CHARACTERIZATION OF THE COMPOSITE COATINGS OF CHITOSAN-TUNGSTEN AND CHITOSAN-MOLYBDENUM OBTAINED BY ELECTROPHORETIC DEPOSITION.
Eletrodeposição; Quitosana; Tungstênio; Molibdênio; Corrosão.
Chitosan is a naturally occurring polysaccharide derived from chitin. It has biocompatible, antibacterial, biodegradable properties, low toxicity, and excellent film formation capacity. Therefore, chitosan-based composite materials or coatings can be applied in different technological and industrial sectors, for example, in the food, cosmetics, textile, biomedicine, and agriculture industries. Due to their mechanical properties and corrosion resistance, tungsten, molybdenum, and their compounds can be used to produce materials with superior properties for applications in environments under extreme operational requirements. Thus, based on the intrinsic properties of chitosan and the metals tungsten and molybdenum, two new composite coatings of chitosan-tungsten (Quit-W) and chitosan-molybdenum (Quit-Mo), obtained by the electrophoretic deposition process, were characterized in this work to evaluate its possible application for protection of metallic structures against corrosion in a medium containing chloride ions (NaCl). The results of morphology (SEM), chemical composition (EDS), crystallography (XRD), and spectroscopy in the infrared region (FT-IR) confirmed the deposition of composite coatings consisting of a film on the micrometric scale, impregnated with metal nanoparticles (tungsten or molybdenum) distributed homogeneously in the chitosan matrix. The results of corrosion resistance, obtained by Potentiodynamic Polarization (PP) and Electrochemical Impedance Spectroscopy (EIS), showed that the composite coatings improved the corrosion resistance of 1020 steel exposed in corrosive NaCl medium (3.5 %). The Quit-W composite coating obtained under the operating conditions of 10 V, pH 5.5, and 10 minutes of deposition showed a corrosion current density (icorr) of 4.0 ± 0.2 µA/cm²; the Quit-Mo composite coating obtained in the conditions of 5 V, pH 5.5, and 10 minutes of deposition (suspension 1: 0.5 g/L of chitosan and 1 mmol/L of sodium molybdate) showed an icorr of 1.4 ± 0.3 µA/cm², thus being the most corrosion-resistant coatings for each evaluated system. Therefore, the results presented here prove the achievement of a new class of chitosan-based composite materials with potential application for the protection of metallic structures against corrosion.

PROVIDED DATA:
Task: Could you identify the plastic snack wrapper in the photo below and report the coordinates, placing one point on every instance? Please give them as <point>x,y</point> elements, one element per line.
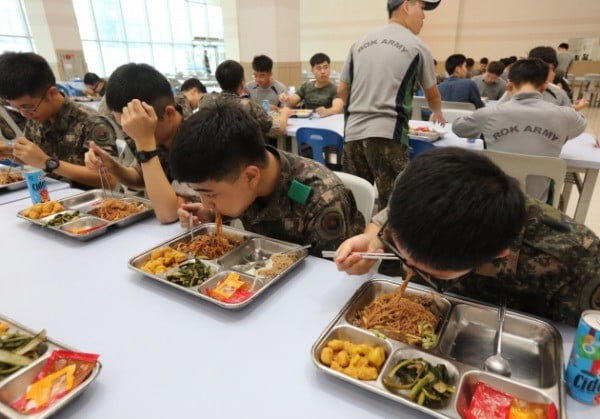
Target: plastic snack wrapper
<point>63,372</point>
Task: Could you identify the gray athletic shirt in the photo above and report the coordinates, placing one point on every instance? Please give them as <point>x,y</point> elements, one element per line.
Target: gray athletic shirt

EXERCISE BRIEF: Return the passage of the chitosan coatings text from "CHARACTERIZATION OF THE" up to and including "Tungstênio; Molibdênio; Corrosão.", copied word for word.

SOLUTION:
CHARACTERIZATION OF THE COMPOSITE COATINGS OF CHITOSAN-TUNGSTEN AND CHITOSAN-MOLYBDENUM OBTAINED BY ELECTROPHORETIC DEPOSITION.
Eletrodeposição; Quitosana; Tungstênio; Molibdênio; Corrosão.